Please rewrite the items from the line with "locate paved walkway" through the end of the items, replacing "one point per instance" with "one point for each instance" and changing nothing else. Leave the pictures out of your answer.

◆ ◆ ◆ ◆

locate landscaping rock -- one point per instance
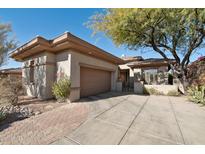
(16, 112)
(37, 113)
(48, 107)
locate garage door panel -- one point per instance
(94, 81)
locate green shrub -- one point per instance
(173, 93)
(197, 94)
(152, 91)
(61, 89)
(2, 116)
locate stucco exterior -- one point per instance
(78, 60)
(49, 68)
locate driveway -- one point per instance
(114, 119)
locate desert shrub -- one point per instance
(61, 89)
(152, 91)
(9, 90)
(173, 93)
(197, 94)
(2, 116)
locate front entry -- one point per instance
(94, 81)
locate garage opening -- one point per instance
(94, 81)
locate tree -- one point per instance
(6, 44)
(175, 32)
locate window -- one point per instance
(31, 75)
(151, 76)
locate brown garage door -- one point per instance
(94, 81)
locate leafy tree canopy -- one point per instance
(179, 32)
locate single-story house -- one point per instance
(12, 73)
(152, 71)
(90, 69)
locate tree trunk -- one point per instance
(184, 81)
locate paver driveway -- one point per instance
(114, 119)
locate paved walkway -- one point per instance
(114, 119)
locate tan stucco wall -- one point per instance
(44, 75)
(51, 67)
(78, 60)
(63, 61)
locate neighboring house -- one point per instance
(90, 69)
(152, 71)
(12, 73)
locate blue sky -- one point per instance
(49, 23)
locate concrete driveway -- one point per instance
(113, 118)
(134, 119)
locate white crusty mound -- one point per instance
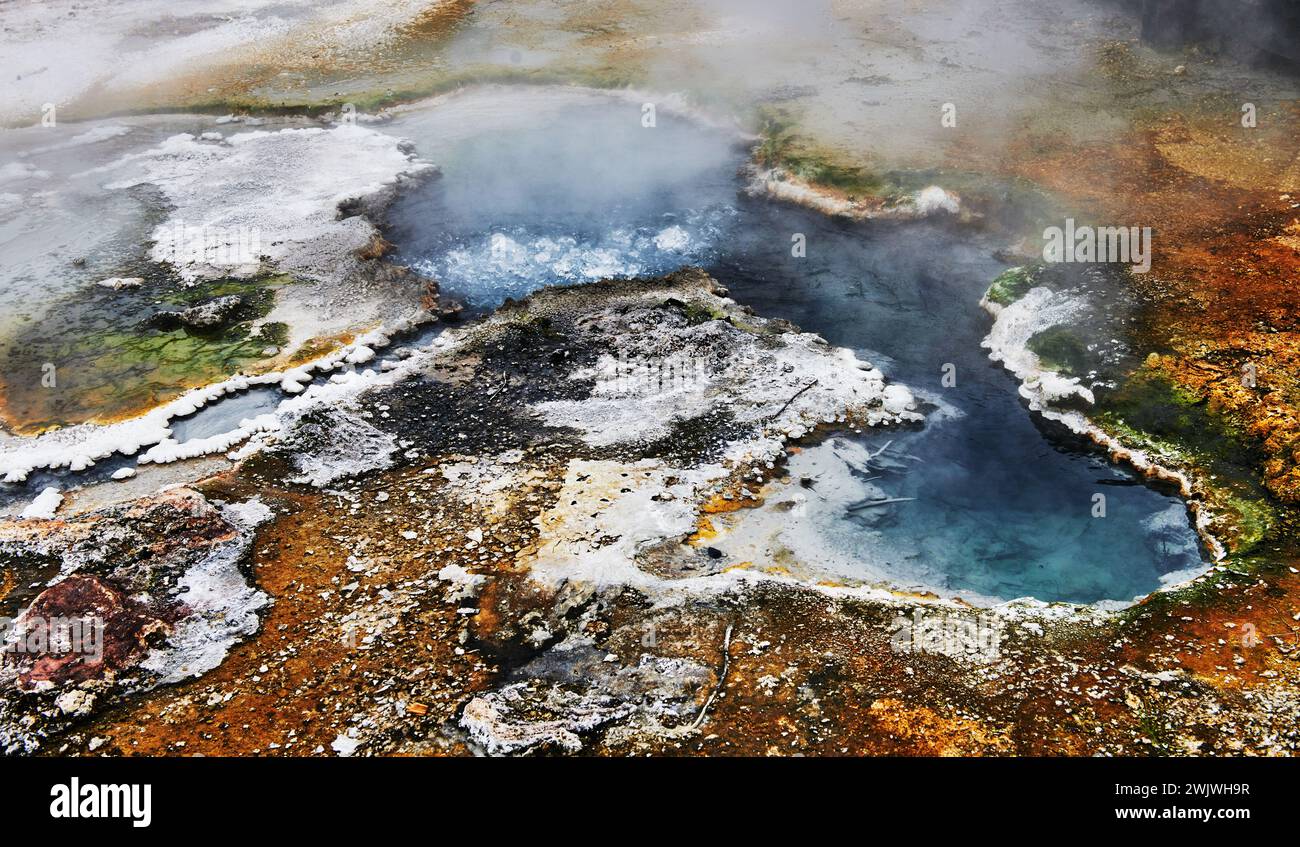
(265, 196)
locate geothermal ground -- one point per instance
(672, 378)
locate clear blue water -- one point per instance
(1004, 505)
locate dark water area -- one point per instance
(1004, 502)
(1004, 499)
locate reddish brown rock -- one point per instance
(85, 628)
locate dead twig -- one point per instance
(793, 399)
(722, 677)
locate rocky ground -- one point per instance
(502, 554)
(502, 546)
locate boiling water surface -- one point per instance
(540, 190)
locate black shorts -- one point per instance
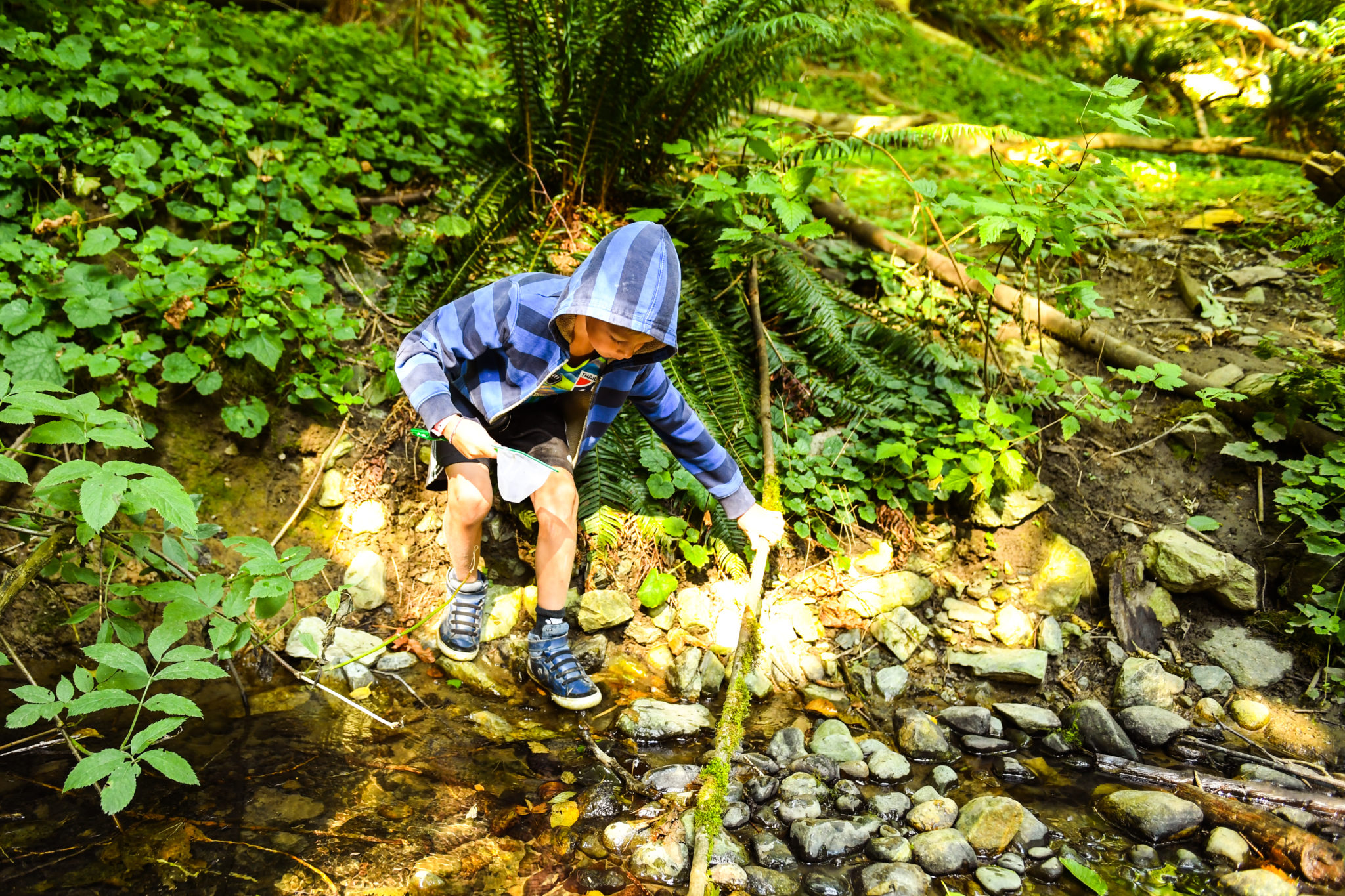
(537, 429)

◆ ◆ ◆ ◆

Expected answer
locate paved walkway -- one point for each instance
(114, 119)
locate tan stucco wall -- one point for each instance
(44, 75)
(51, 67)
(78, 60)
(63, 61)
locate neighboring house -- one point for each instance
(90, 69)
(152, 71)
(12, 73)
locate blue sky -- one point for each instance
(49, 23)
locate concrete driveway -- one point for each instance
(113, 118)
(134, 119)
locate white crusty mound -- one point for each instance
(265, 196)
locate geothermal ground -- one point for each instance
(672, 378)
locate clear blue water -- one point for each instance
(1004, 505)
locate dark water area -- one point for each instance
(1004, 502)
(1004, 499)
locate reddish brown rock -- one point for each instance
(85, 628)
locate dead twig -- one point for each instance
(793, 399)
(722, 677)
locate rocky ground -- one point for each instance
(502, 554)
(502, 546)
locate boiling water surface -- one point for each instance
(540, 190)
locate black shorts -- one point for each instance
(537, 429)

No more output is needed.